**Extracted material**
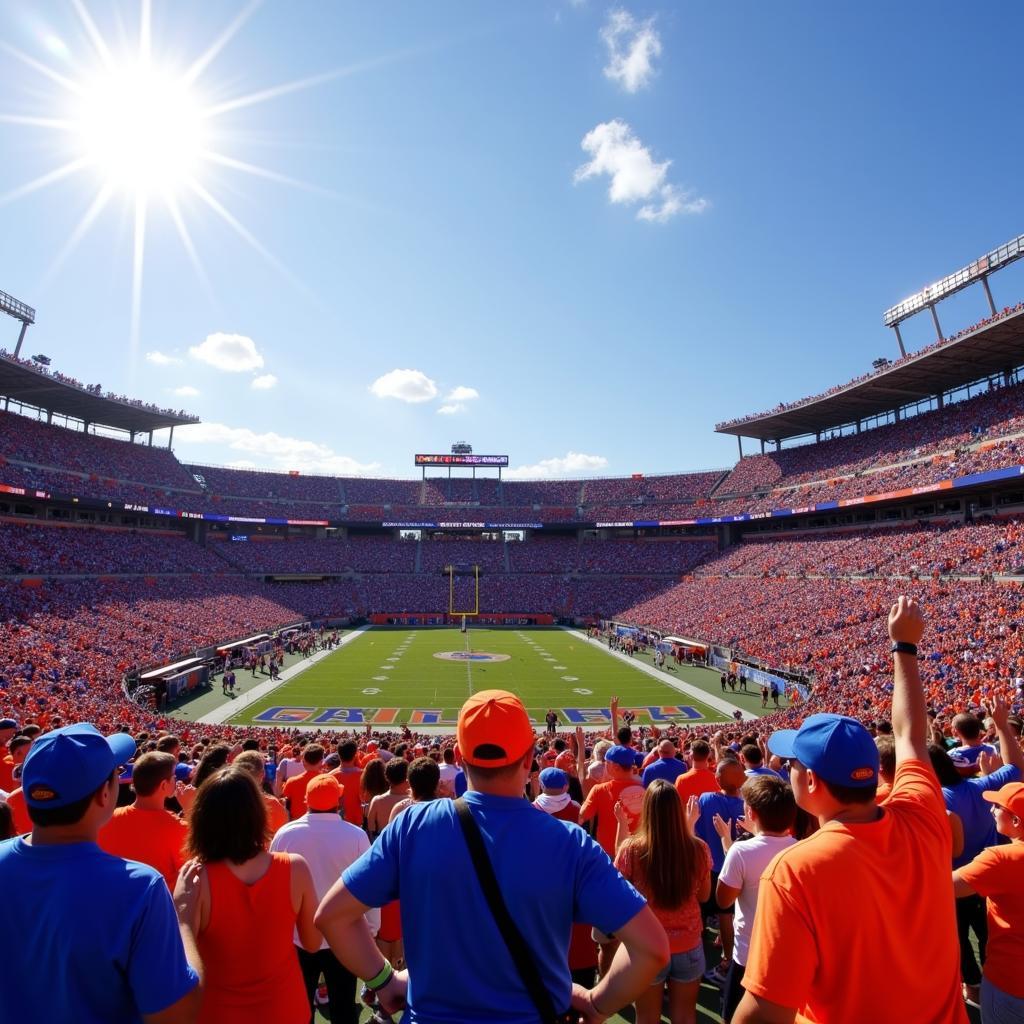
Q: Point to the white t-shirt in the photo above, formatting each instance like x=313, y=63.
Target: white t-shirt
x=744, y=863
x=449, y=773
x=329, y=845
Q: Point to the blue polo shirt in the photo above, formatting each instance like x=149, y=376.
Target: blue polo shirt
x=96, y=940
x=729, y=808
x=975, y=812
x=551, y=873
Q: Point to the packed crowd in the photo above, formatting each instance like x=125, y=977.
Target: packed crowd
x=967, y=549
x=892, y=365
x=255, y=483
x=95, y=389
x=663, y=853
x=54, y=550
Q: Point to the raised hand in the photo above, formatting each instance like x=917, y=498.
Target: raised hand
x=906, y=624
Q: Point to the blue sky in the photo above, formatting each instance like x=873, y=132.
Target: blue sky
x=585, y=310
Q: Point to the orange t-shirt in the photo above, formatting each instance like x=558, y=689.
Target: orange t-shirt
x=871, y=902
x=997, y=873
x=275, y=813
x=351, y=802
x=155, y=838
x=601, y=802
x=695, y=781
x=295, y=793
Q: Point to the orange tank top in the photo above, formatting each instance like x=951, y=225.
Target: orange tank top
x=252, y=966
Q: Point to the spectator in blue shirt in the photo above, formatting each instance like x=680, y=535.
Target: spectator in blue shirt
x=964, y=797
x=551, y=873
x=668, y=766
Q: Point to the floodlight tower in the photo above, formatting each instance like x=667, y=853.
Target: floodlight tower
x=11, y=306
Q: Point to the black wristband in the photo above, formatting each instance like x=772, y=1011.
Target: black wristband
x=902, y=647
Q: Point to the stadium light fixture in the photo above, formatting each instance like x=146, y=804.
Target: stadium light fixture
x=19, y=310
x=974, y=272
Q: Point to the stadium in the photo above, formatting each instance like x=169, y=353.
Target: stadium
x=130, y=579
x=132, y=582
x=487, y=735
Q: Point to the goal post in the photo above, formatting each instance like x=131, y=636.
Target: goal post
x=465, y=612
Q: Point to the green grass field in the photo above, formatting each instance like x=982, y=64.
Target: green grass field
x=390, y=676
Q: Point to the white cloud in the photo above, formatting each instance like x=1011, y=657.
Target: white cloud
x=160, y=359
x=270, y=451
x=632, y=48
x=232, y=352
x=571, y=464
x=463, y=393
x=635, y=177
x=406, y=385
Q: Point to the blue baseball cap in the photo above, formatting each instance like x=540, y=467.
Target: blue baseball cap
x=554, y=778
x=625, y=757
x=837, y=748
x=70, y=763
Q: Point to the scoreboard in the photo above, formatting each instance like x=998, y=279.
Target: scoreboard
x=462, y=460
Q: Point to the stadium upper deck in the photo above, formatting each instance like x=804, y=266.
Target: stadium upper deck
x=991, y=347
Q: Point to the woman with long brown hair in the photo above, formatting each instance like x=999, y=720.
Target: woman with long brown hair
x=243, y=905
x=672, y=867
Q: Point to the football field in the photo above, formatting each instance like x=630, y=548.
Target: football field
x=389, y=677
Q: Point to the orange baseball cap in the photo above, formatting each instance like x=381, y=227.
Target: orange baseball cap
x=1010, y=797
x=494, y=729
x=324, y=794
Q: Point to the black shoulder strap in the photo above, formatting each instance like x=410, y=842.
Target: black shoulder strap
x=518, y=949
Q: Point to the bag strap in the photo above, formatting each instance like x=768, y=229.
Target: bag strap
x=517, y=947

**Task to carry out**
Retype all the records shown above, character for character. Omit every picture.

**Answer below**
Q: Point to the white t-shirt in the photo above, formatting each instance like x=313, y=63.
Target: white t-shirt
x=744, y=863
x=449, y=773
x=329, y=845
Q: Point to the blue polo shirt in the photo above, formatting each instance like x=149, y=376.
Target: blue polo shirt
x=96, y=940
x=729, y=808
x=975, y=812
x=551, y=873
Q: Point to the packed crowd in the photo above, formatting each instance like x=125, y=977.
Target: packed crowd
x=967, y=549
x=892, y=365
x=255, y=483
x=95, y=389
x=663, y=853
x=54, y=550
Q: Point to the raised hand in the photo above, formatting each instance like x=917, y=498.
Target: raised hand
x=906, y=624
Q: Point to the blue sky in the photo above, formatting each instance like x=873, y=132.
Target: blue sky
x=585, y=310
Q: Point to the orange t-shirt in the photo above, formatting each instance like x=558, y=689.
Target: orange t-shirt
x=871, y=902
x=997, y=873
x=275, y=813
x=351, y=802
x=155, y=838
x=601, y=802
x=695, y=781
x=295, y=793
Q: Point to the orange tank top in the photo above, formatting each instance like x=951, y=225.
Target: orange tank top
x=252, y=966
Q: Point to the spectator in blue shirt in the photo above, formatting each instance like x=680, y=535.
Target: spectator in blue shirt
x=964, y=797
x=551, y=873
x=668, y=766
Q: Point to the floodlight tower in the photo above, formatting each instance like x=667, y=853.
Target: floodlight tower
x=11, y=306
Q: Point to the black wristband in the photo above, formatting each instance like x=772, y=1011.
Target: black wristband
x=902, y=647
Q: Point to the stadium light fixture in the photo above, formatting each instance like x=146, y=804.
Target: stadium light fixture
x=19, y=310
x=974, y=272
Q: Point to the stadium in the photo above, formatting each instance like x=169, y=353.
Target: stadium
x=130, y=579
x=132, y=582
x=487, y=735
Q: Point to the goal post in the photo above, formatting each instance like x=131, y=636.
Target: goal post
x=465, y=612
Q: Point to the green grass field in the photo above, formatting each instance like x=982, y=64.
Target: green grass field
x=390, y=676
Q: Point to the white cloud in the photo above, formatting each instance like x=1011, y=657.
Target: white cloud
x=160, y=359
x=270, y=451
x=632, y=48
x=232, y=352
x=571, y=464
x=463, y=393
x=635, y=177
x=406, y=385
Q: Point to the blue baseball cap in the photo above, formatting each instance like x=540, y=467.
Target: blue baseball cap
x=554, y=778
x=625, y=757
x=837, y=748
x=70, y=763
Q: Point to the scoreboard in the photo above, formatting each instance like x=998, y=279.
Target: scoreboard
x=462, y=460
Q: Point to the stadium upper deck in the photo above, formatting each instance like x=804, y=266.
Target: stadium upper deck
x=991, y=347
Q: Point to the woman with long brown hair in the photo above, formatting each instance like x=999, y=720.
Target: woman with long brown hair
x=243, y=905
x=672, y=867
Q: Point to the football field in the photo above, formatting each instance like x=630, y=548.
Target: football field
x=389, y=677
Q: Point to the orange baseball cap in the photo above, formatting each instance like x=381, y=227.
Target: orange baseball cap
x=1010, y=797
x=494, y=729
x=324, y=794
Q: Point to the black shoulder strap in the photo above, formatting each instance like x=410, y=842.
Target: black shoulder strap
x=518, y=949
Q: Point to the bag strap in the photo above, formatting each instance like x=768, y=229.
Target: bag strap
x=517, y=947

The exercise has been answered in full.